### Supplied passage
By: Art Levine – Truthout Report
The fight by financial reformers to hold the secretive Federal Reserve accountable for its role in allowing Wall Street and big banks to spiral out of control - and then keeping secret how it bailed them out - faces its first major test today. The House Financial Services Committee will consider two competing amendments on auditing the Fed.
They can't come too soon. Earlier this week, for instance, Citizens for Ethics and Responsibility in Washington (CREW) even filed a lawsuit over the Fed's continuing refusal to disclose the financial institutions that have received federal funds in the last six months - and the terms, if any, of federal assistance.

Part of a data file
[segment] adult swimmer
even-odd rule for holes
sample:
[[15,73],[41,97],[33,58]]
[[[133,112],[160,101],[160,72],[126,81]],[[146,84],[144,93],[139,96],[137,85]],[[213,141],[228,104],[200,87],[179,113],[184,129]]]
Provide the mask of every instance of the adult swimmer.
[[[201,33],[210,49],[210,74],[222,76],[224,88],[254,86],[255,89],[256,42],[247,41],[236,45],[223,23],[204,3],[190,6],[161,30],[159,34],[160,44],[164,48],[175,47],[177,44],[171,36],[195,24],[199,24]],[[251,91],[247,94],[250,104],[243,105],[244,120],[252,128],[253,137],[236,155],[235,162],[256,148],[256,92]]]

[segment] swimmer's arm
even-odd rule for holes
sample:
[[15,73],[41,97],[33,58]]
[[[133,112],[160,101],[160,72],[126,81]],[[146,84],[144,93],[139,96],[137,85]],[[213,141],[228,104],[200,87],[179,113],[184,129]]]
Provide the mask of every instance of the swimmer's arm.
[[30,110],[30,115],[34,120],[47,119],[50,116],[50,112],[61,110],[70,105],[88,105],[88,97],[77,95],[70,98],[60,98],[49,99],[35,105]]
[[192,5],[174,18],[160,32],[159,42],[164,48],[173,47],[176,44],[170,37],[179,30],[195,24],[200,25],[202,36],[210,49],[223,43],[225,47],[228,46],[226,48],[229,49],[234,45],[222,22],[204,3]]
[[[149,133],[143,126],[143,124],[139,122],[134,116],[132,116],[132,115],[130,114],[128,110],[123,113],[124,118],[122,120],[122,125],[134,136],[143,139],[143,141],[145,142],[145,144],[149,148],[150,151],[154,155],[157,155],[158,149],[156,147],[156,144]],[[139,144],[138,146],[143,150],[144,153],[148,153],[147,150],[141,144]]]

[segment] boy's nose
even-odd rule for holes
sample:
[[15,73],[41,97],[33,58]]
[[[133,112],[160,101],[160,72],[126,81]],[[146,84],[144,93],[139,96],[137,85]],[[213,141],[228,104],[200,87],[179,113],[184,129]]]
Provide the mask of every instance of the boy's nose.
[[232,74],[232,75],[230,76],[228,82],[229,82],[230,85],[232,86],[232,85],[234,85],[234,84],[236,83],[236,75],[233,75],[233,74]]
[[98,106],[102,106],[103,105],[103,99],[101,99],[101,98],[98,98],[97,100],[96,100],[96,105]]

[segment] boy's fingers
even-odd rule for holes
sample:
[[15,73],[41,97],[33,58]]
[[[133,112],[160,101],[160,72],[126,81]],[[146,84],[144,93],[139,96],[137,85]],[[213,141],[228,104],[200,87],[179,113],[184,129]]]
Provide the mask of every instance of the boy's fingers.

### Tasks and exercises
A) Copy the Truthout report on auditing the Federal Reserve word for word, in its entirety.
B) Render the listing as a JSON list of strings, one per line and skipping blank lines, starting at its first line and stopping after the line that contains "Provide the mask of every instance of the adult".

### Results by task
A)
By: Art Levine – Truthout Report
The fight by financial reformers to hold the secretive Federal Reserve accountable for its role in allowing Wall Street and big banks to spiral out of control - and then keeping secret how it bailed them out - faces its first major test today. The House Financial Services Committee will consider two competing amendments on auditing the Fed.
They can't come too soon. Earlier this week, for instance, Citizens for Ethics and Responsibility in Washington (CREW) even filed a lawsuit over the Fed's continuing refusal to disclose the financial institutions that have received federal funds in the last six months - and the terms, if any, of federal assistance.

B)
[
  "[segment] adult swimmer",
  "even-odd rule for holes",
  "sample:",
  "[[15,73],[41,97],[33,58]]",
  "[[[133,112],[160,101],[160,72],[126,81]],[[146,84],[144,93],[139,96],[137,85]],[[213,141],[228,104],[200,87],[179,113],[184,129]]]",
  "Provide the mask of every instance of the adult swimmer."
]